§ Work to do
a) According to the article on conservation works in Qatar, which two government agencies are responsible for the state's cultural heritage?
b) Edit the article on conservation works in Qatar by rewriting the part that opens with the words containing "1. Safeguarding the" and closes with "to the Emir.", putting "swift expansion" in place of "fast growth".

§ Text passage
>> Begin
Insight 178: The Status of Conservation Works in Qatar: Safeguarding Architectural Identity


Insight 178: The Status of Conservation Works in Qatar: Safeguarding Architectural Identity

06 Mar 2018

A Note from the Editorial Team


The Middle East Institute regularly welcomes writers from various disciplines to explore issues in the Middle East. In this issue, our guest contributor Silvia Mazzetto gives us an overview of the efforts Qatar has taken to preserve its architectural heritage.  She argues that the Qatari government should employ a new integrated approach to better preserve and safeguard these historically significant buildings.


By Silvia Mazzetto


1. Safeguarding the Architectural Heritage: Some Examples of Completed Conservation Works

The recent urban development, fast growth, and rapid urbanisation has altered the appearance of the historic centre of Doha, damaging existing buildings and gravely threatening their survival. These buildings serve as the only piece of historical evidence of local architectural traditions.[1] In Qatar, two government agencies are responsible of the state’s cultural heritage: Qatar Museum Authority (QMA), which is mandated to promote museum, artistic, and protection activities, and the Private Engineering Office (PEO), which is responsible for developing and managing projects and properties of direct interest to the Emir.

Local efforts in conserving heritage have not been extensive. Although specific institutions and laws do exist for the restoration and conservation of historic buildings, there is much space for improvement to perfect current processes and raise standards. In doing so, it is vital that the current dialogue between the Ministry of Municipality and Urban Planning, the Ministry of Environment, and the Ministry of Culture should be enhanced by involving the universities as well as other public or private partners. This should facilitate an exchange of ideas and experiences between the institutions engaged in safeguarding the architectural heritage.[2]

It was only recently, in 1980, that more attention was paid to the safeguarding of national heritage with the launch of a number of upgrading and conservation works such as the refurbishment of the Souk Waqif (2004-2008)[3] and the project for Msheireb Downtown Doha (2008-2017) currently under completion. There is an increasing interest in promoting and safeguarding historical buildings, many of which are in extremely poor conditions due to abandonment. This calls for urgent restoration efforts.[4]

Unfortunately, many historical buildings have already been erased and replaced by new business towers and shopping malls. The local authorities only started to pay attention to this loss of architectural identity in the last ten years. A number of refurnishing projects have been launched, but in many examples, the proposed approach for architectural conservation is merely reconstructing an idea of the traditional architecture. The reconstruction of Al Wakrah Souq (Figure1) in Doha is one good example of a contemporary approach integrated with the traditional architecture, in which many buildings were reconstructed using traditional materials and historical typologies.
>> End
Extracted records:
>> Begin
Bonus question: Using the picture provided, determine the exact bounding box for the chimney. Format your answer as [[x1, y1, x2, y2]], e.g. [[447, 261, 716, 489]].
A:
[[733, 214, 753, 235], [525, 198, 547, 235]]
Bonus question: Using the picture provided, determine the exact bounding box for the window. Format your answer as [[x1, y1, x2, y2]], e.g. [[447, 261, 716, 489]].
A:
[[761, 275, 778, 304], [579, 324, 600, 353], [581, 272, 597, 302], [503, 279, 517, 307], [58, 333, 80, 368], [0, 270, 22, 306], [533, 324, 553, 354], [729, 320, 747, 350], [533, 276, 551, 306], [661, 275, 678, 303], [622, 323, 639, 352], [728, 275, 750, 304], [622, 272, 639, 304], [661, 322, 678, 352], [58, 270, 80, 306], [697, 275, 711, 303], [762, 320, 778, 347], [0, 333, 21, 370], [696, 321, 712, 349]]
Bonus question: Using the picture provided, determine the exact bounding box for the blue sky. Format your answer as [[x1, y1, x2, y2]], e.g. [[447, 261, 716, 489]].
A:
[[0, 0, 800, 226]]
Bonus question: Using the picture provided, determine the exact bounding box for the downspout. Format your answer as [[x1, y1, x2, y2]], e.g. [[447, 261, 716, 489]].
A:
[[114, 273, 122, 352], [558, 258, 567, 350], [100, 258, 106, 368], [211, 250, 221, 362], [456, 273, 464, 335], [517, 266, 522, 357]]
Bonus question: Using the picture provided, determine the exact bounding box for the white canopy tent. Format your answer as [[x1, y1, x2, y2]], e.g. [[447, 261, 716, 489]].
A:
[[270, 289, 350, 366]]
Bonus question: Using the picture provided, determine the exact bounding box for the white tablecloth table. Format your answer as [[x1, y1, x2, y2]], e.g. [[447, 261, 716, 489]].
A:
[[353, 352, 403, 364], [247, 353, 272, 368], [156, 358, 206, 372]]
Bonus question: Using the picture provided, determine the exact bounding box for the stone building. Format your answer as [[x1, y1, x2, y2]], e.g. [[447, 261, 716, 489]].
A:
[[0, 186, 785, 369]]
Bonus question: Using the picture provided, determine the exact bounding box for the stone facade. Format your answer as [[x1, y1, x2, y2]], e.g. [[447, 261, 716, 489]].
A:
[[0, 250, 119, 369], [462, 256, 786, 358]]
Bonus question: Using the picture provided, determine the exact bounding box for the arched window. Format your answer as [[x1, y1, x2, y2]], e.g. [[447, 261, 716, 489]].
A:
>> End
§ The results
a) The Qatar Museum Authority (QMA) and the Private Engineering Office (PEO).

b)
1. Safeguarding the Architectural Heritage: Some Examples of Completed Conservation Works

The recent urban development, swift expansion, and rapid urbanisation has altered the appearance of the historic centre of Doha, damaging existing buildings and gravely threatening their survival. These buildings serve as the only piece of historical evidence of local architectural traditions.[1] In Qatar, two government agencies are responsible of the state’s cultural heritage: Qatar Museum Authority (QMA), which is mandated to promote museum, artistic, and protection activities, and the Private Engineering Office (PEO), which is responsible for developing and managing projects and properties of direct interest to the Emir.